▸ GOAL OF THE EXERCISE
Search the entries for the word "snow". Copy each line in which it is found.

▸ DATA PROVIDED
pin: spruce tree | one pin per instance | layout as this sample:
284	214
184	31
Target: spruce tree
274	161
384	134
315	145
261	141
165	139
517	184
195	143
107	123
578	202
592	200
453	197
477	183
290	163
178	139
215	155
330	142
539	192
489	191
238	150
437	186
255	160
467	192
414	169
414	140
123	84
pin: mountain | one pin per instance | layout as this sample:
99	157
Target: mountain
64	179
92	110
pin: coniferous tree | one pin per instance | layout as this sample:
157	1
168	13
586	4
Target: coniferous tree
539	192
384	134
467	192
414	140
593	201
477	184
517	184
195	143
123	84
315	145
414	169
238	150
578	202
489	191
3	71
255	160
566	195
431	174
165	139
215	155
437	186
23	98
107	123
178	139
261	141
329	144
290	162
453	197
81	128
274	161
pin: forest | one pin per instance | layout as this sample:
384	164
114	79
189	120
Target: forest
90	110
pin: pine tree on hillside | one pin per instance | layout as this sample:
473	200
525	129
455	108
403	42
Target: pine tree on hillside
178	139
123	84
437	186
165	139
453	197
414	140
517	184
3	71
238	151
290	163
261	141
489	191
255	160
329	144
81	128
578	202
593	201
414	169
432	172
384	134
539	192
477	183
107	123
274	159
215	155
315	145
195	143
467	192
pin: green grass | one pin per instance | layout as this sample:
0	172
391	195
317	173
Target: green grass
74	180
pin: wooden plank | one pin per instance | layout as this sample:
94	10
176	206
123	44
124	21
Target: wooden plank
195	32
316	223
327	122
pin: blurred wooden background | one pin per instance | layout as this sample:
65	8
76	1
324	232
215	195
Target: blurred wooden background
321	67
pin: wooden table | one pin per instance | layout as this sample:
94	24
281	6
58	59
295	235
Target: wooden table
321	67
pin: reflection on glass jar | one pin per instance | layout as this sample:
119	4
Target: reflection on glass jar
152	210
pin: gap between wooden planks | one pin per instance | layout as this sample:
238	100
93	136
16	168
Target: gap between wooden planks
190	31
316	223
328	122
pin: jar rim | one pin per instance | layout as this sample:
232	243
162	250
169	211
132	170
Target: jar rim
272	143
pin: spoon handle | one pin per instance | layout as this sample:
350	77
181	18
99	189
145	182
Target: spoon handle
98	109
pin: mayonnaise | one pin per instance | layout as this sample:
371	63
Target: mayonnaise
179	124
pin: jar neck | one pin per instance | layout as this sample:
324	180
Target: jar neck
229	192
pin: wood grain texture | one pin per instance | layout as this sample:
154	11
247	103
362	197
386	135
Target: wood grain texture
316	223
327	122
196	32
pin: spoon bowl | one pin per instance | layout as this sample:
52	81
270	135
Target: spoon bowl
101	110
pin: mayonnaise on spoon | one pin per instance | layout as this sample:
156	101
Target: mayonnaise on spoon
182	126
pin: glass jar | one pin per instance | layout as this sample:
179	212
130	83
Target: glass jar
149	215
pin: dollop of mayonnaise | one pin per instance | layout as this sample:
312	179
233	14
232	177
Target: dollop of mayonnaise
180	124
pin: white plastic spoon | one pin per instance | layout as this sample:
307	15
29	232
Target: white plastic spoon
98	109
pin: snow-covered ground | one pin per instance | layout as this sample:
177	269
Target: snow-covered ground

▸ EXERCISE ANSWER
pin: snow-covered ground | one pin per instance | layout as this sample:
Target: snow-covered ground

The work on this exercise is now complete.